## BEGIN EXTRACTED ENTRIES
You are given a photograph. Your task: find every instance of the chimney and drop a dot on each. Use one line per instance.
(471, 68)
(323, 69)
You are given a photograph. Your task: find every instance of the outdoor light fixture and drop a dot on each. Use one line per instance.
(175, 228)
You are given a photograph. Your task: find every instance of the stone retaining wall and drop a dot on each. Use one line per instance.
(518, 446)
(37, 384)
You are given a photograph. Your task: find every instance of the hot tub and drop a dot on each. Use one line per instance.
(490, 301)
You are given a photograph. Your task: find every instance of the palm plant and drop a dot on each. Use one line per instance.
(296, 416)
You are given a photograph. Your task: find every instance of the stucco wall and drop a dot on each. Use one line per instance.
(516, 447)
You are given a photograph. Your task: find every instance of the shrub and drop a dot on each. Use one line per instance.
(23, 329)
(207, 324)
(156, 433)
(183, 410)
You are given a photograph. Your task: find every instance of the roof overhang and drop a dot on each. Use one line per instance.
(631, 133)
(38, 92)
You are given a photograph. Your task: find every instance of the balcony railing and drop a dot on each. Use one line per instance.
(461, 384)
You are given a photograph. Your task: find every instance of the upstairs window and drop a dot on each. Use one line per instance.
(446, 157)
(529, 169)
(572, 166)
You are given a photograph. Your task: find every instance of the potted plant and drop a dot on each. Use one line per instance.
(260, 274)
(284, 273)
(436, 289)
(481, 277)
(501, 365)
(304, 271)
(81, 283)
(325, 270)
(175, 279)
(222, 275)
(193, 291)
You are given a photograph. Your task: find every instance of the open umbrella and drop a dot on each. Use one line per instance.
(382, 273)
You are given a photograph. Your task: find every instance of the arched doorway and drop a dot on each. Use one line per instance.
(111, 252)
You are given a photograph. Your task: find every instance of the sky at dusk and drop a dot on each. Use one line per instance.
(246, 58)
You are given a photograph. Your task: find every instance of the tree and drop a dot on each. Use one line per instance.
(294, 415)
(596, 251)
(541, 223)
## END EXTRACTED ENTRIES
[WRITTEN REQUEST] Using the entries above, please restate each one word for word.

[CORRECT RESPONSE]
You are given a photograph. Your task: find every instance of the chimney and drop a dot on each. Use one line per instance.
(471, 68)
(323, 69)
You are given a photograph. Your task: find every instance of the outdoor light fixture and drop a dot on each. Use one line per instance.
(175, 228)
You are given a photograph. Your task: find every instance of the stone retaining wall and drop a dot on each. Use one line per instance.
(518, 446)
(37, 384)
You are given a photograph. Your task: find every instance of the hot tub and drop a dot on each. Use one line per instance.
(490, 301)
You are given a photograph. Your task: find every instance of the palm plant and drop a dot on each. Use one line per instance.
(296, 416)
You are given a photograph. Your task: find every instance of the stucco wall and drop a dot on each. Use one line per instance.
(516, 447)
You are given a photograph. Your task: find every instance of the shrub and drop a dot on each. Use one line per instance.
(23, 329)
(207, 324)
(156, 433)
(183, 410)
You are given a photograph. Your task: find every instance of the roof overhang and drop a dot on each. Use one line per instance.
(631, 133)
(38, 92)
You are given a photograph. Your task: find every instance of the balcony railing and drop a dot on each. Use one line per instance.
(461, 384)
You are given a photograph. Your task: find every instance of the upstairs window and drop a dot on each. Use one line per instance.
(446, 157)
(529, 169)
(572, 166)
You are given a photograph. Your task: find every instance of the potted plant and drop a dot on each. Use one line per instance.
(260, 274)
(284, 273)
(436, 289)
(481, 277)
(501, 365)
(304, 271)
(81, 283)
(325, 270)
(175, 279)
(222, 275)
(193, 291)
You are given a photograph. Your task: find every instance of the open umbrella and drop a dot on each. Use one line per instance.
(382, 273)
You are given a photograph. Your task: find every instance of the arched doorway and drop a dot on each. Use one line per instance.
(111, 252)
You are given a photograph. Your task: find every instance of the sky at dusk and drop a dot on each. Use one line per instance.
(246, 58)
You are given a photograph. Your task: find every instance of the tree and drop a dot on each. Use one line per instance.
(294, 415)
(596, 251)
(541, 223)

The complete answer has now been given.